§ **What you are asked to do**
Please copy every line with the string "tree" from the entries below.

§ **Data shown**
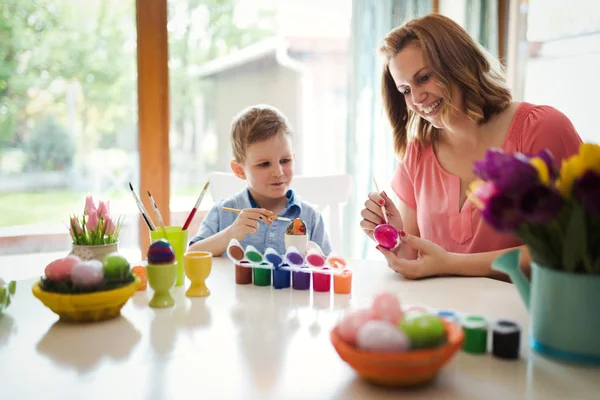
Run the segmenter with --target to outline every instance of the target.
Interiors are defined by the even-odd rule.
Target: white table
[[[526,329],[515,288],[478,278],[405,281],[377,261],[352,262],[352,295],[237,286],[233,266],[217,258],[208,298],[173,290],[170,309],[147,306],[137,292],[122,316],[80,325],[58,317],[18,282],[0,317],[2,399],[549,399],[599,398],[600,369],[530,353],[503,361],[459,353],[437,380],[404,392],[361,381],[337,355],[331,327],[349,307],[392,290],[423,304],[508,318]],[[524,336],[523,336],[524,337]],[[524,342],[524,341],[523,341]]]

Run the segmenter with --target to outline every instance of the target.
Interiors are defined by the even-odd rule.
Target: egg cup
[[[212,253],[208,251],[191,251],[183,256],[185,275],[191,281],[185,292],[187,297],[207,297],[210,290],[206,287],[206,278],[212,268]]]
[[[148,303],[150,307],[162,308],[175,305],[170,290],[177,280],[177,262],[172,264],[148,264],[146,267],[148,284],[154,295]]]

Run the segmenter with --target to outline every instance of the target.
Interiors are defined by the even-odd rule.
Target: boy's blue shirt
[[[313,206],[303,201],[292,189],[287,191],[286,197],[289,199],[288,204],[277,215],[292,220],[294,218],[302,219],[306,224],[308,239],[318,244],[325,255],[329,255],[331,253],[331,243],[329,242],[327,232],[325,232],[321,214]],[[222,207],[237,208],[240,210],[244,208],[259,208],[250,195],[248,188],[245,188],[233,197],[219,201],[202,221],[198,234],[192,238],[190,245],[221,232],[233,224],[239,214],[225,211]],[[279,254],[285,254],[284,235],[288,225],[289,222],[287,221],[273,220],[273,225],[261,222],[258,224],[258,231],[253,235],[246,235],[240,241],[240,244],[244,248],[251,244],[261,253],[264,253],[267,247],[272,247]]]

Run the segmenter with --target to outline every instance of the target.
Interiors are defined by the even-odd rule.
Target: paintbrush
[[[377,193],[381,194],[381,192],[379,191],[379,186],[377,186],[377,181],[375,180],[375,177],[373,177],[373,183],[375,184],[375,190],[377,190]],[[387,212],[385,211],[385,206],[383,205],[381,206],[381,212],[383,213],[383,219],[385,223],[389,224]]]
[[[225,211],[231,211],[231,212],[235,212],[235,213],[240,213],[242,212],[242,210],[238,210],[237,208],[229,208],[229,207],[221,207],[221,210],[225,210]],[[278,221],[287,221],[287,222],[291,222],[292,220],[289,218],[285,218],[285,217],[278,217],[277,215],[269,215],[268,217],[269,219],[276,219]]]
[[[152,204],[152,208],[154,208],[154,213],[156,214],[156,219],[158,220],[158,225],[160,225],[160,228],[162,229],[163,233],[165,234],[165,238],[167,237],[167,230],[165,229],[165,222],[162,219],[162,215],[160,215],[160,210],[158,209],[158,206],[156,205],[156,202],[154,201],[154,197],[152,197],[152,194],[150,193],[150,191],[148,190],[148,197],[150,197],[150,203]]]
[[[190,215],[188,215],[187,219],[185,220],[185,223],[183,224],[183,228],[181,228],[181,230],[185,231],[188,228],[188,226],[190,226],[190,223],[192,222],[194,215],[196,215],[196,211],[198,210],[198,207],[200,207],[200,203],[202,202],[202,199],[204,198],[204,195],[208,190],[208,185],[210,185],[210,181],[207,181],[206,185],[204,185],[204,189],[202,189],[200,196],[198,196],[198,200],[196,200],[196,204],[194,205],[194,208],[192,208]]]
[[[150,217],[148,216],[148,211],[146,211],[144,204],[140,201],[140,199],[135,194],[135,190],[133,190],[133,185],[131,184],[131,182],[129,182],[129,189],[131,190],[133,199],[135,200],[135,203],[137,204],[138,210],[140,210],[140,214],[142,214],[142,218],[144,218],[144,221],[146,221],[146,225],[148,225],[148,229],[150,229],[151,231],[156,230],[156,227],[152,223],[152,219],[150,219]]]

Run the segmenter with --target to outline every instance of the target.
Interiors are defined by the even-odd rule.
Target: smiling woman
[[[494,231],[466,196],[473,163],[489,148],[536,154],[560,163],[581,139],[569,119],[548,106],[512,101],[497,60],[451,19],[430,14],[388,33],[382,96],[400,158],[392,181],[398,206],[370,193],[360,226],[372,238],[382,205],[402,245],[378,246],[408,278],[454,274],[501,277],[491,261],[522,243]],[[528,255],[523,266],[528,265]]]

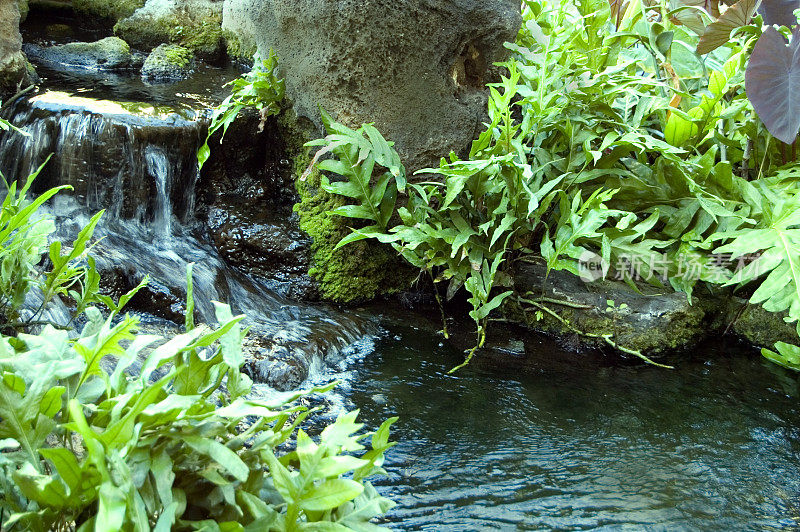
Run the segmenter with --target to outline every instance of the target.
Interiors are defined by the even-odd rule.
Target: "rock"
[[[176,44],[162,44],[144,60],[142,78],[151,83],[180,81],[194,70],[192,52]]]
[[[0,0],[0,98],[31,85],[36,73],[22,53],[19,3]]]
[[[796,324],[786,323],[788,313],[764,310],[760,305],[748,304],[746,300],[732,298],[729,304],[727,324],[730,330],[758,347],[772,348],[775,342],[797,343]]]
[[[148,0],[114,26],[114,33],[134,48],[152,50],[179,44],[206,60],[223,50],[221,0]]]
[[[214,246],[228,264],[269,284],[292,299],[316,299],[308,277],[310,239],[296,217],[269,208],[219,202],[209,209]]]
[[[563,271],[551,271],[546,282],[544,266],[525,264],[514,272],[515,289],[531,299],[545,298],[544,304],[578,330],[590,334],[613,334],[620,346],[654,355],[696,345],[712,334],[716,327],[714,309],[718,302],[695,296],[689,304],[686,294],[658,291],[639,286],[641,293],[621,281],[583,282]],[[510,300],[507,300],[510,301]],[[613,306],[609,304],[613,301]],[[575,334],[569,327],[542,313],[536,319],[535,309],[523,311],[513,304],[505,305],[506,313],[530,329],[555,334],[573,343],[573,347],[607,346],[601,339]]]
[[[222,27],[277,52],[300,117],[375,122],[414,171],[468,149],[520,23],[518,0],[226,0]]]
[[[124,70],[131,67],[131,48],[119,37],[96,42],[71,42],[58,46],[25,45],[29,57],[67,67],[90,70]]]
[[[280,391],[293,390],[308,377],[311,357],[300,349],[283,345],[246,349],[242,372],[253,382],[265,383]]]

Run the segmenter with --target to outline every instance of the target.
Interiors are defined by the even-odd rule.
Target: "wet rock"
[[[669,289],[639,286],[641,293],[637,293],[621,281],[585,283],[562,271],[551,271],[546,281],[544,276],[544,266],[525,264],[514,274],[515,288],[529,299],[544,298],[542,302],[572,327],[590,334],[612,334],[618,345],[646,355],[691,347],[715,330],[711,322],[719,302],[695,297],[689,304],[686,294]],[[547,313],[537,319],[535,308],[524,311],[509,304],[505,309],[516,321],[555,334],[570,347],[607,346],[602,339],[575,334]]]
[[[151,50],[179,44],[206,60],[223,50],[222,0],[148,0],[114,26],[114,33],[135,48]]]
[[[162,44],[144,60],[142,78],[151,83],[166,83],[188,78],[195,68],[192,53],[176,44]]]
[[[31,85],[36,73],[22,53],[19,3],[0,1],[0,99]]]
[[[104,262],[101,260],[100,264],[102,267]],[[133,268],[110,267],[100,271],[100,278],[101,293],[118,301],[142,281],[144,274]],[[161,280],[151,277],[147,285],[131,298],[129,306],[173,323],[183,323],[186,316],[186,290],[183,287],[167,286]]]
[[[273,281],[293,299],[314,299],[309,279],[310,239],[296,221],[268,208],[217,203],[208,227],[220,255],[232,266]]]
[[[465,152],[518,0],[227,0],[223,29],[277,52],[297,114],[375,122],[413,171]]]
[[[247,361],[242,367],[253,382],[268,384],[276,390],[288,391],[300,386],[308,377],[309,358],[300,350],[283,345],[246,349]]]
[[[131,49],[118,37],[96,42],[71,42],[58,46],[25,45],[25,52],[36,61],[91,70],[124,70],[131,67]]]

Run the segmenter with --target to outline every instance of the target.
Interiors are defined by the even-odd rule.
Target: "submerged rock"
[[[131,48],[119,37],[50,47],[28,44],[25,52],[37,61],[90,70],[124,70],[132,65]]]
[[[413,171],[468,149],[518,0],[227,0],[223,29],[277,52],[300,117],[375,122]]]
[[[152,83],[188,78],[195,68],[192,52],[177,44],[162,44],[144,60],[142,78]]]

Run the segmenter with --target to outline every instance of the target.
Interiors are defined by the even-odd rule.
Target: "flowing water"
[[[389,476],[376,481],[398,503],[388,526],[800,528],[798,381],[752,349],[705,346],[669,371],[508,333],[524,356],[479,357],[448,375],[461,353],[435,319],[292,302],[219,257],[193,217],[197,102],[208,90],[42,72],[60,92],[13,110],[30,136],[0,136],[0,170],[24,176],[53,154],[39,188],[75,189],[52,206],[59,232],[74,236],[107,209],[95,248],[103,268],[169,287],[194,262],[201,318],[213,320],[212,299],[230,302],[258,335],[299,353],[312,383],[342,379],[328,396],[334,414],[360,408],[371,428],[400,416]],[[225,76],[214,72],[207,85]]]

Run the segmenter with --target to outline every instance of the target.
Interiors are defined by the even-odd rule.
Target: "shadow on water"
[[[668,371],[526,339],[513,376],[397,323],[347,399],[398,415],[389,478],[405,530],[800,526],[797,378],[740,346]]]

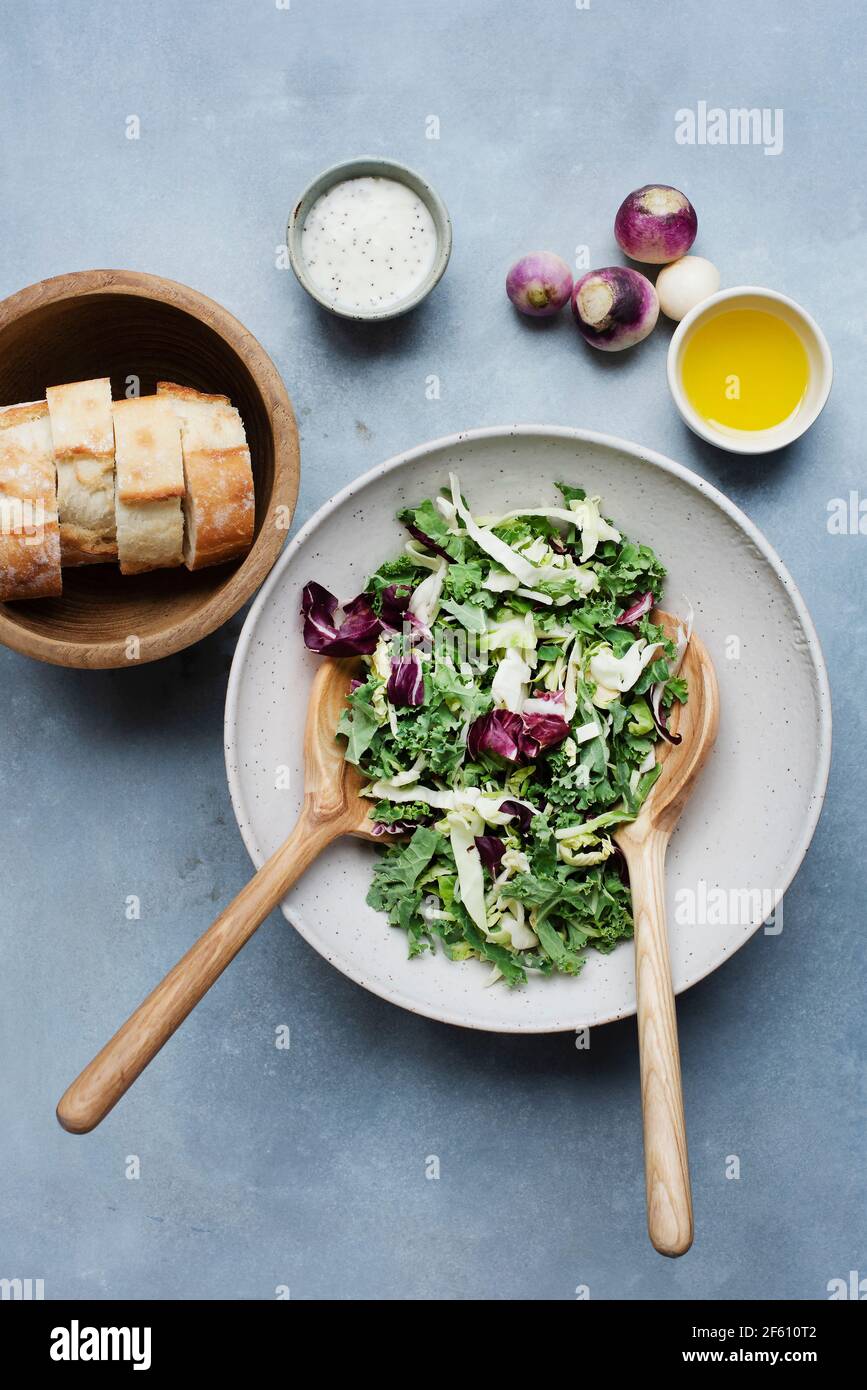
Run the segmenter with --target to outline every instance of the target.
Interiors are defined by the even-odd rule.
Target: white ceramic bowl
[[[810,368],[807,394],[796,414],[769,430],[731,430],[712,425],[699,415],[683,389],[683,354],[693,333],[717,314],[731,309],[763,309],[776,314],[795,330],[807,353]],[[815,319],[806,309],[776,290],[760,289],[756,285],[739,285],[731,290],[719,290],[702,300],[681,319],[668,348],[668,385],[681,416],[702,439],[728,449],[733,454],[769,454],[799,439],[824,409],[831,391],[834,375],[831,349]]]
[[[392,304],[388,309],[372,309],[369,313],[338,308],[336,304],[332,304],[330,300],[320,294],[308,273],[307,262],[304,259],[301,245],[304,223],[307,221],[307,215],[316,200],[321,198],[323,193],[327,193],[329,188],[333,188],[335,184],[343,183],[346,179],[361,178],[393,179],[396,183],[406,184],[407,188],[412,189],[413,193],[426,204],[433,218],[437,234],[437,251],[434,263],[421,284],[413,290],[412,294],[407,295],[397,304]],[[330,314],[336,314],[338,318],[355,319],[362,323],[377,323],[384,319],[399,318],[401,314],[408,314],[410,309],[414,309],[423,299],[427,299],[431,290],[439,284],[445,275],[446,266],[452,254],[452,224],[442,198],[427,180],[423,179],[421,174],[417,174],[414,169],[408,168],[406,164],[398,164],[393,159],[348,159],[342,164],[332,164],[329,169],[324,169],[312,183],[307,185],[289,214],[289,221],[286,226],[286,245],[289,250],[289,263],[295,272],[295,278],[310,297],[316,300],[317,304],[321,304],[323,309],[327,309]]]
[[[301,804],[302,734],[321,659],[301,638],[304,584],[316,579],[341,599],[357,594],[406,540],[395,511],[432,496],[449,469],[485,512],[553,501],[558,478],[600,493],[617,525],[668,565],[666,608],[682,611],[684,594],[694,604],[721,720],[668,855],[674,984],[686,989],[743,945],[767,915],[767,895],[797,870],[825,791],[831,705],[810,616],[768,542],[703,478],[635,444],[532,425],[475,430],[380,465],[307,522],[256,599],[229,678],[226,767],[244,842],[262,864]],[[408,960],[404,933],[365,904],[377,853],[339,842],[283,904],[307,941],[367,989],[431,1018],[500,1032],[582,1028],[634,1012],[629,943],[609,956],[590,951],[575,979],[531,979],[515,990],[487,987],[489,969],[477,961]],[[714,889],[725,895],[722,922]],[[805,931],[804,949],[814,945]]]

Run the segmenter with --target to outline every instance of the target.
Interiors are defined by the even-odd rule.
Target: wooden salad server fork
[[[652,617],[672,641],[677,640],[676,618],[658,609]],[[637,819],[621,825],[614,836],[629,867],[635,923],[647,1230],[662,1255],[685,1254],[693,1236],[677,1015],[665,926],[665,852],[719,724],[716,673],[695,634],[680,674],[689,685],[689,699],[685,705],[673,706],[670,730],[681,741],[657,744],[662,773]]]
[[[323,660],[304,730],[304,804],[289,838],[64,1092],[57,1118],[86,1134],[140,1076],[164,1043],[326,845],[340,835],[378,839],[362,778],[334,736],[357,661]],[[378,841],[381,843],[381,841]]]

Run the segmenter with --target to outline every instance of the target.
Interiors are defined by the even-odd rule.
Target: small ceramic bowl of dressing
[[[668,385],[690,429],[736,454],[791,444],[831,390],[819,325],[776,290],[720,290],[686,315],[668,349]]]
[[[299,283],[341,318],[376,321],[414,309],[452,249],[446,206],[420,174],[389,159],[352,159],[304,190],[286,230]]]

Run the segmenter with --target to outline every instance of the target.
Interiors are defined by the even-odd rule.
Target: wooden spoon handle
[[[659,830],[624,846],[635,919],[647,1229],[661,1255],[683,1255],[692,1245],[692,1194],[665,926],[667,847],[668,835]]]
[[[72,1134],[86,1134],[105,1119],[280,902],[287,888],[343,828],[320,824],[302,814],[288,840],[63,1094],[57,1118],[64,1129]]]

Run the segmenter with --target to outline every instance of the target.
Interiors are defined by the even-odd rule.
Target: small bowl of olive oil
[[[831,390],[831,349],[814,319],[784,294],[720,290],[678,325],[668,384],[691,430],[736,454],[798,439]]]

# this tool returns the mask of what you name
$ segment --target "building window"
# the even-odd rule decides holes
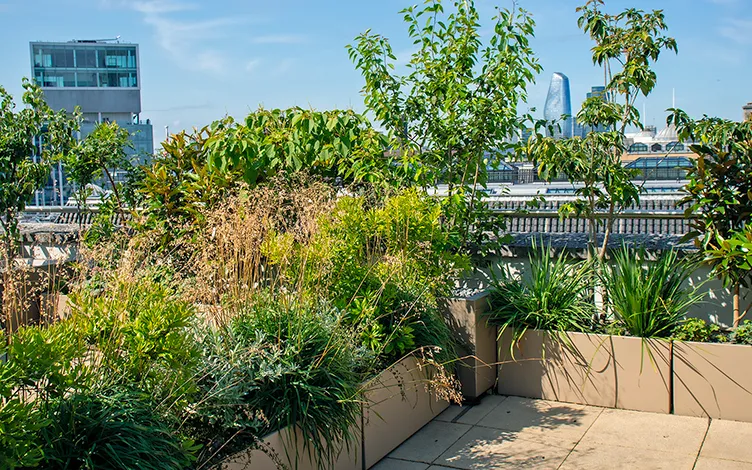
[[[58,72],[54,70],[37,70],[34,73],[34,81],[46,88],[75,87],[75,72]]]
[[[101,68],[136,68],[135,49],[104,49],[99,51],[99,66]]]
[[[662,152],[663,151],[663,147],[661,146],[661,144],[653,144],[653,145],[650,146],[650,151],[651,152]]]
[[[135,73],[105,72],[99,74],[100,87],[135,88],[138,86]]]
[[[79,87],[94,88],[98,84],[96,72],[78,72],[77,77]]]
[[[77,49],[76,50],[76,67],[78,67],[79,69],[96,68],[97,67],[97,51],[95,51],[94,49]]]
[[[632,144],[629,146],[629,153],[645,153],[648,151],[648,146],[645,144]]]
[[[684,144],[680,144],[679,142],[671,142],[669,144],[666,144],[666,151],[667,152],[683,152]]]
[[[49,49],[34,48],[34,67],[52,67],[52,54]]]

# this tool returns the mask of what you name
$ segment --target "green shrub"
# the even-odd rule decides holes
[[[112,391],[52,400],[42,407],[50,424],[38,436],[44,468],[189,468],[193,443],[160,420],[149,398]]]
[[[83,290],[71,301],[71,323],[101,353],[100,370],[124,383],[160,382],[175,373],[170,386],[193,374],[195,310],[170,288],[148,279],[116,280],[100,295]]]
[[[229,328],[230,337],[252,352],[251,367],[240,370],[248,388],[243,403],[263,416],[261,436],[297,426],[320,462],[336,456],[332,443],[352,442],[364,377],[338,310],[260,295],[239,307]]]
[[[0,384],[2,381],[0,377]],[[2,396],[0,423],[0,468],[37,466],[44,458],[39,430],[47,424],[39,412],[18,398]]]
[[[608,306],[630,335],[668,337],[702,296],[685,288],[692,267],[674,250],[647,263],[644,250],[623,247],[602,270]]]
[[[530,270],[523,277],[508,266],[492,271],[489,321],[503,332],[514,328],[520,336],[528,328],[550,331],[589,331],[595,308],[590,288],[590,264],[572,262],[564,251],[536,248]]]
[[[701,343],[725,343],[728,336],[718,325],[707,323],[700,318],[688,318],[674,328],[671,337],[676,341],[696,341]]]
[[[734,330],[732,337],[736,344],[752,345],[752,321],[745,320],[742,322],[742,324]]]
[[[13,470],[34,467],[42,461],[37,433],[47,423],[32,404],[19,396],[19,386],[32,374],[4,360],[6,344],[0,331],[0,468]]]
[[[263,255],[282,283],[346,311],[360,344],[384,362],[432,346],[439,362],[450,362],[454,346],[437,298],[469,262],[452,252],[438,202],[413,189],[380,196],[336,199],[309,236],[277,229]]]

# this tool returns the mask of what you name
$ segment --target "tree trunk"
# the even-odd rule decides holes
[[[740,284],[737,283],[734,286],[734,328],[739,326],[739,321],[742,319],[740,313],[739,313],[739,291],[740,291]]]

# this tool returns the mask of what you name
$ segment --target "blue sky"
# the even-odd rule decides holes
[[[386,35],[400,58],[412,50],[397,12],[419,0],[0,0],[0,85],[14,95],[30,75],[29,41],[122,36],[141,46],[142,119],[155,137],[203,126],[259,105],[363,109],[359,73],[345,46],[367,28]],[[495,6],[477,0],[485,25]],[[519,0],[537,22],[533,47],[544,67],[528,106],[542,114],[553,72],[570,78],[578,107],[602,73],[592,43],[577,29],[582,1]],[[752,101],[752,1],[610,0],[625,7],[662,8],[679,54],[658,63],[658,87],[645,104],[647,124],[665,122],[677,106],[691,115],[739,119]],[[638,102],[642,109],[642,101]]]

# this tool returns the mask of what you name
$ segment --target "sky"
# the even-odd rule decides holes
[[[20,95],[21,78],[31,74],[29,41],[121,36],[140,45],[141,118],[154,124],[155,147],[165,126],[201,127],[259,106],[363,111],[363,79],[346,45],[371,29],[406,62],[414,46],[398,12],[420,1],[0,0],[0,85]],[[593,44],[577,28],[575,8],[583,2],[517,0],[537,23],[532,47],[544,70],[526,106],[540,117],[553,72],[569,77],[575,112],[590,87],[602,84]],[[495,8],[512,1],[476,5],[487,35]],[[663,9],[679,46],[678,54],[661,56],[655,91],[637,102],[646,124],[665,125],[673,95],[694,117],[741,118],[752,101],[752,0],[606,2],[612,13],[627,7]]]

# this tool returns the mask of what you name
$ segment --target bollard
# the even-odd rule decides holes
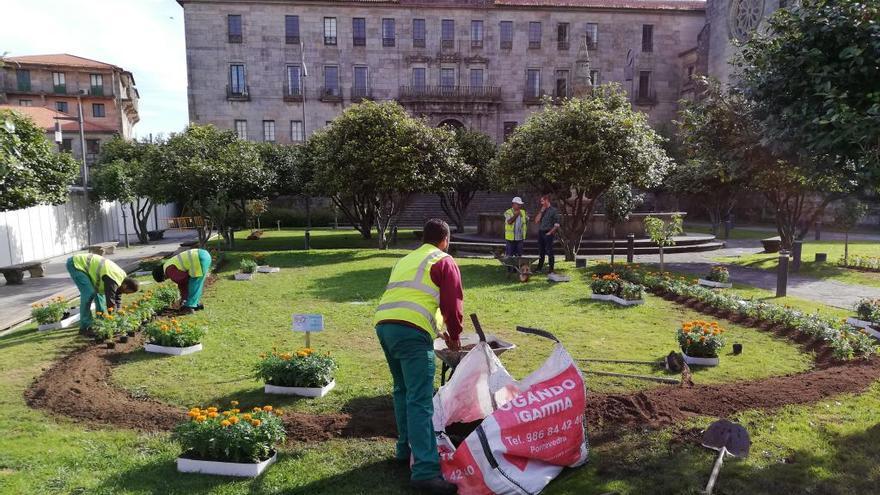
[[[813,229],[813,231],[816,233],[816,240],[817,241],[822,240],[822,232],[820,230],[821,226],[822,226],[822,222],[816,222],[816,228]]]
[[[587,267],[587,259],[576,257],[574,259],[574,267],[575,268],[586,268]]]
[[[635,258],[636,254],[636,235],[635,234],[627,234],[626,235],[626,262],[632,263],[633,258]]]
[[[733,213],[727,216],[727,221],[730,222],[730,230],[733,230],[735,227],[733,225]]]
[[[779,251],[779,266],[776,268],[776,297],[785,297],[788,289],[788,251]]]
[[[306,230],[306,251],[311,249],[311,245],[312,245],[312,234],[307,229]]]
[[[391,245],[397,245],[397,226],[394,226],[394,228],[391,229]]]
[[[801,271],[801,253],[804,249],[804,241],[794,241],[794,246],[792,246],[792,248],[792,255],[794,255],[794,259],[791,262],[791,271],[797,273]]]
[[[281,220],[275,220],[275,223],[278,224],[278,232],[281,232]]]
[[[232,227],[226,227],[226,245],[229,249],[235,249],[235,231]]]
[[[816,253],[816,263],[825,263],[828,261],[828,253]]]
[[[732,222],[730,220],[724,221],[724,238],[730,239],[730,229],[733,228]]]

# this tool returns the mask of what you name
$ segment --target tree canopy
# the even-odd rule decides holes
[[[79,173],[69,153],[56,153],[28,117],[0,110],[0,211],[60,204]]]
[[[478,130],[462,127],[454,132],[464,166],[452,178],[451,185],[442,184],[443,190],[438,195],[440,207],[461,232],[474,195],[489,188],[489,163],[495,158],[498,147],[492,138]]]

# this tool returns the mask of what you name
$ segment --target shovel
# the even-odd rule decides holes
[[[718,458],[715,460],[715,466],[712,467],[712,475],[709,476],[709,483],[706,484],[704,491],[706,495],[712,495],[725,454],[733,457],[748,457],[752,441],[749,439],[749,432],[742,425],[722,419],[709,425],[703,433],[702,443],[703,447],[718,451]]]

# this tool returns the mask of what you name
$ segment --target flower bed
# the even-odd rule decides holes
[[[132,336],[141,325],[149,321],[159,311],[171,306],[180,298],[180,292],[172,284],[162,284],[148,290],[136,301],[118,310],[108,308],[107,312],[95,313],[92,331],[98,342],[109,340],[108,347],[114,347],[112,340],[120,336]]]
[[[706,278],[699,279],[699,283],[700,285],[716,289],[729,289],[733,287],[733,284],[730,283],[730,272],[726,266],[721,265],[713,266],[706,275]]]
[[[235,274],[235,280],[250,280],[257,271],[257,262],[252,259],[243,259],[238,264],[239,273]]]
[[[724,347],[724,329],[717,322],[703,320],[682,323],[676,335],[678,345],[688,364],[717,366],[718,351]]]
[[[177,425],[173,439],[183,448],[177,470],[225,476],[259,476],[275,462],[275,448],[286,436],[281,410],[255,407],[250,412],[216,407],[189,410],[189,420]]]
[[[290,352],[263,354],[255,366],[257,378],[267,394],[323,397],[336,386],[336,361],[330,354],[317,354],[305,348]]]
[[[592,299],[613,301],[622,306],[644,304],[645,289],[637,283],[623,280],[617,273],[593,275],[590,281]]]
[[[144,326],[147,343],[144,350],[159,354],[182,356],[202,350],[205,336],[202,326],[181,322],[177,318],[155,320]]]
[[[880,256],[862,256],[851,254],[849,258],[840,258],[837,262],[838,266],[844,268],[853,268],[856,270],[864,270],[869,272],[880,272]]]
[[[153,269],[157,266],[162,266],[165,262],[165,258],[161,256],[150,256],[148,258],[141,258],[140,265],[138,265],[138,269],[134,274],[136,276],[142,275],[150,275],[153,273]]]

§ **Answer for the task**
$ segment --target "tree trunk"
$ segment --target tree canopy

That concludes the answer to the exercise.